● EXERCÍCIOS PROPOSTOS
• a. Traduza para o inglês a seguinte frase do trecho do texto: «Os casos de olho seco foram tratados com lubrificantes sem preservativo.»
• b. Segundo o trecho do texto, a que distância do limbo foi realizada a peritomia de 360°?

● TRECHO DO TEXTO

....

Todos os pacientes foram devidamente instruídos e assinaram um detalhado termo de consentimento sobre o tratamento a que seriam submetidos.

3. Pré-operatório

Os pacientes foram submetidos a exame oftalmológico completo, composto de avaliação da melhor acuidade visual corrigida, biomicroscopia, fundoscopia sob midríase ou ultra-sonografia nos casos de opacidade dos meios e tonometria (aplanação ou Tonopen). A avaliação da superfície ocular obedeceu critérios de exame biomicroscópico detalhado, com e sem coloração por fluoresceína sódica 1%. Avaliou-se o padrão da superfície ocular (transparência, regularidade, presença de queratinização), presença de neovascularização e o tipo de coloração por fluoresceína. Para melhor documentar o exame pré-operatório, foram realizados desenhos detalhados e fotografias na lâmpada de fenda. A propedêutica do filme lacrimal foi feita pelos testes de Schirmer I, Schirmer II, teste de secreção basal e pela determinação do tempo de ruptura do filme lacrimal (BUT) 4, 19.

Os pacientes com indicação de transplante de córnea e limbo alógeno que necessitaram imunossupressão sistêmica com ciclosporina-A foram submetidos a uma avaliação clínica completa. Nos casos de inflamação e neovascularização corneal, foi considerado o uso de corticóide tópico (acetato de prednisolona 1% ou dexametasona 0,1%, conforme a gravidade do caso). Os casos de olho seco foram tratados com lubrificantes sem preservativo. Nos casos de olho seco severo, foi também realizada a oclusão dos pontos lacrimais. Os casos de blefarite e/ou meibomite foram tratados com higiene local com xampú neutro diluído, pomada de antibiótico (nos casos de infecção), corticóide e, quando necessário, doxiciclina oral 100 mg 2x/dia.

Todos os casos que necessitaram foram submetidos às correções oculoplásticas (lagoftalmo, triquíase, entrópio) e de reconstrução do fundo de saco previamente ao transplante de membrana amniótica e limbo.

4. Técnica cirúrgica e pós-operatório

A técnica cirúrgica utilizada foi a mesma daquela descrita por Tsubota et. al. 4, 10. Procedeu-se a peritomia 360o (3 mm do limbo) e dissecou-se centripetamente o pannus cicatricial que cobria a córnea. Nos casos de lesões que acometiam apenas 1, 2 ou 3 quadrantes da superfície ocular, procedeu-se a peritomia e dissecção do pannus apenas dos quadrantes acometidos, procurando-se preservar qualquer área com limbo íntegro. Quando a córnea apresentava opacidade estromal importante, procedia-se ao transplante de córnea lamelar (nas opacidades superficiais) ou penetrante (nas opacidades profundas). Nos casos de presença de catarata, realizou-se facectomia extra-capsular com ou sem implante de lente intra-ocular no mesmo ato cirúrgico.

....

● INFORMAÇÕES APRESENTADAS

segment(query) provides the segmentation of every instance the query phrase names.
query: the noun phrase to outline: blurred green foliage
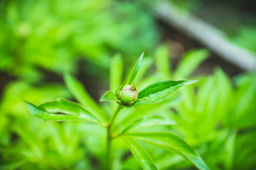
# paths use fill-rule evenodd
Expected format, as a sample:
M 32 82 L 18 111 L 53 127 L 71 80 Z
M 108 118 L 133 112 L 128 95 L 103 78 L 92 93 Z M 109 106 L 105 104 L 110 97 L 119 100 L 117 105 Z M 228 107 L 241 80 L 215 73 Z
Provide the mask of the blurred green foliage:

....

● RESPOSTAS POR ITEM
• a. Cases of dry eye were treated with preservative-free lubricants.

• b. A 3 mm do limbo.